■ Photo-based point labeling data

((

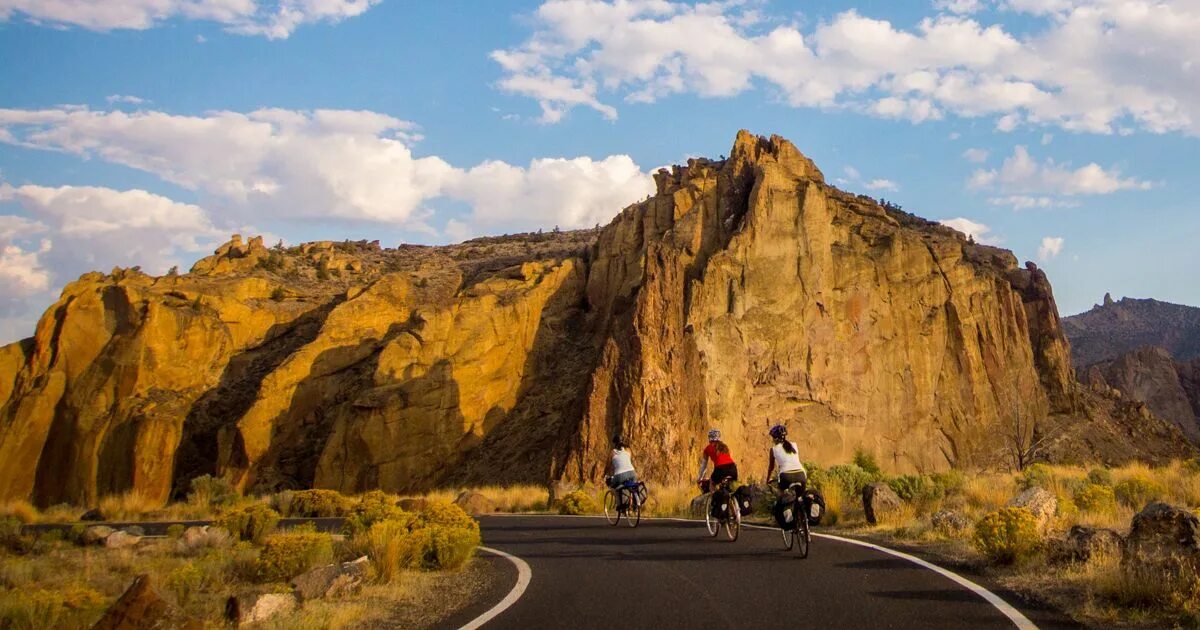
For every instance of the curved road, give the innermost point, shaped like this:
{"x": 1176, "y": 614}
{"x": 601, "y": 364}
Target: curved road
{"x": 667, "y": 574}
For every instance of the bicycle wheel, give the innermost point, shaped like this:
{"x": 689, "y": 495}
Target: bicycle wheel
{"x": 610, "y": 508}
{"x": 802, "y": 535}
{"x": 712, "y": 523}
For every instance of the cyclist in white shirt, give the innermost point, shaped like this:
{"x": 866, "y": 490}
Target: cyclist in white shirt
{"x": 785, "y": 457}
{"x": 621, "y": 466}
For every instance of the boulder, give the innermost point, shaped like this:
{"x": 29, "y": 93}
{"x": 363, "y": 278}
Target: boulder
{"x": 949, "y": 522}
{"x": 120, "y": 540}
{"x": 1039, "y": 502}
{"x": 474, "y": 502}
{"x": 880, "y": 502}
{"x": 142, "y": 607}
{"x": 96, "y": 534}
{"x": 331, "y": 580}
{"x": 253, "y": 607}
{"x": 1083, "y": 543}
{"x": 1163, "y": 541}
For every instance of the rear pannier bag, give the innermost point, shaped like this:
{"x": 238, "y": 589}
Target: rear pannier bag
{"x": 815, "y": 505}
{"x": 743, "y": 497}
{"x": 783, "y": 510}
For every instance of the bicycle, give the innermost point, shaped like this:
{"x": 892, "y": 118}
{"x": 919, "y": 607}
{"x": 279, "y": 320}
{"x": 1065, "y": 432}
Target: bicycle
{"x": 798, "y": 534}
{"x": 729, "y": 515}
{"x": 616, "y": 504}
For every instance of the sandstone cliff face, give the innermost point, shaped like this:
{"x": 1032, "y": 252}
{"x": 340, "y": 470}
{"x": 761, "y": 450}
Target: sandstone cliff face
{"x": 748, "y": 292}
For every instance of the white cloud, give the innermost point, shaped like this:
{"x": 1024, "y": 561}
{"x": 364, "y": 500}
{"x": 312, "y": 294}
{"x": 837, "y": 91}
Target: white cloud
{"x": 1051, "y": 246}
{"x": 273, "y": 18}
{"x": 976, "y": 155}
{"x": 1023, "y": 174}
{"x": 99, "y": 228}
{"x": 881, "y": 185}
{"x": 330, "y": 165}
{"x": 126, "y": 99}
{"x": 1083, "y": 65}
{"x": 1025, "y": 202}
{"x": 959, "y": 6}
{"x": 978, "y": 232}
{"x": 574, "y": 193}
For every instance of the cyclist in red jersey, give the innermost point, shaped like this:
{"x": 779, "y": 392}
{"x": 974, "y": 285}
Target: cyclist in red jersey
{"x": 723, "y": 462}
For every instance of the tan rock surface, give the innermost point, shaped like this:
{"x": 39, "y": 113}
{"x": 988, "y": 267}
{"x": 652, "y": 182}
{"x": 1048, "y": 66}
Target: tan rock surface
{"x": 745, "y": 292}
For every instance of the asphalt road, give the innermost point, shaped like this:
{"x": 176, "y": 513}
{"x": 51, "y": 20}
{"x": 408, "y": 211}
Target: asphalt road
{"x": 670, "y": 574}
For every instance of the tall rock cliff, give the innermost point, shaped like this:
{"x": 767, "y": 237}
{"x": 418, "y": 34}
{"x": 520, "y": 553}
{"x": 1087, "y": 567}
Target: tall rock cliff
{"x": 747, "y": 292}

))

■ REQUIREMENT
Leave out the pictures and output every record above precisely as given.

■ EXERCISE RESULT
For every instance of the curved road, give the innermost point, shaped like this:
{"x": 1176, "y": 614}
{"x": 601, "y": 364}
Target: curved road
{"x": 667, "y": 574}
For every instance of the bicycle wheel, give the innermost point, shaped like this:
{"x": 689, "y": 495}
Target: bicycle wheel
{"x": 610, "y": 508}
{"x": 802, "y": 535}
{"x": 712, "y": 523}
For every instance of the cyclist in white shirt, give the innermost point, shaped like this:
{"x": 866, "y": 490}
Target: cyclist in white shirt
{"x": 785, "y": 457}
{"x": 621, "y": 466}
For every instance of the boulder, give the innermost point, shaped like this:
{"x": 29, "y": 93}
{"x": 363, "y": 278}
Target: boulder
{"x": 949, "y": 522}
{"x": 120, "y": 540}
{"x": 1039, "y": 502}
{"x": 474, "y": 502}
{"x": 880, "y": 502}
{"x": 142, "y": 607}
{"x": 96, "y": 534}
{"x": 331, "y": 580}
{"x": 253, "y": 607}
{"x": 1083, "y": 543}
{"x": 1163, "y": 541}
For every instance of the rear pannier bag, give the innermost point, shaped like this:
{"x": 238, "y": 589}
Target: rear pannier bag
{"x": 815, "y": 505}
{"x": 743, "y": 497}
{"x": 783, "y": 510}
For every instance of the bicycle, give the innermost point, shaped like this:
{"x": 892, "y": 118}
{"x": 919, "y": 607}
{"x": 279, "y": 320}
{"x": 1065, "y": 432}
Target: bicycle
{"x": 798, "y": 534}
{"x": 729, "y": 515}
{"x": 616, "y": 504}
For every instance of the sandstone cliff face, give the innermost point, shaped like this:
{"x": 1032, "y": 252}
{"x": 340, "y": 470}
{"x": 761, "y": 450}
Target: sandstone cliff face
{"x": 748, "y": 292}
For every instance of the white cloud, give the innermost point, shaped like this:
{"x": 1024, "y": 561}
{"x": 364, "y": 500}
{"x": 312, "y": 294}
{"x": 837, "y": 91}
Target: white cloud
{"x": 1051, "y": 246}
{"x": 273, "y": 18}
{"x": 976, "y": 155}
{"x": 1023, "y": 174}
{"x": 99, "y": 228}
{"x": 881, "y": 185}
{"x": 330, "y": 165}
{"x": 126, "y": 99}
{"x": 1083, "y": 65}
{"x": 1025, "y": 202}
{"x": 959, "y": 6}
{"x": 978, "y": 232}
{"x": 574, "y": 193}
For every instance of the cyclist in red jersey, give the innermost point, shaped like this:
{"x": 779, "y": 392}
{"x": 974, "y": 285}
Target: cyclist in red jersey
{"x": 723, "y": 462}
For every instance of the tan rock surface, give the innermost point, shaped like this:
{"x": 39, "y": 113}
{"x": 988, "y": 267}
{"x": 652, "y": 182}
{"x": 1048, "y": 66}
Target: tan rock surface
{"x": 745, "y": 292}
For every instance of the asphalt road, give the innermost point, shaped like this:
{"x": 176, "y": 513}
{"x": 51, "y": 20}
{"x": 408, "y": 211}
Target: asphalt road
{"x": 670, "y": 574}
For every instance of the tall rock cliff, give the innermost point, shaped like this:
{"x": 767, "y": 237}
{"x": 418, "y": 34}
{"x": 520, "y": 553}
{"x": 1087, "y": 567}
Target: tall rock cliff
{"x": 747, "y": 292}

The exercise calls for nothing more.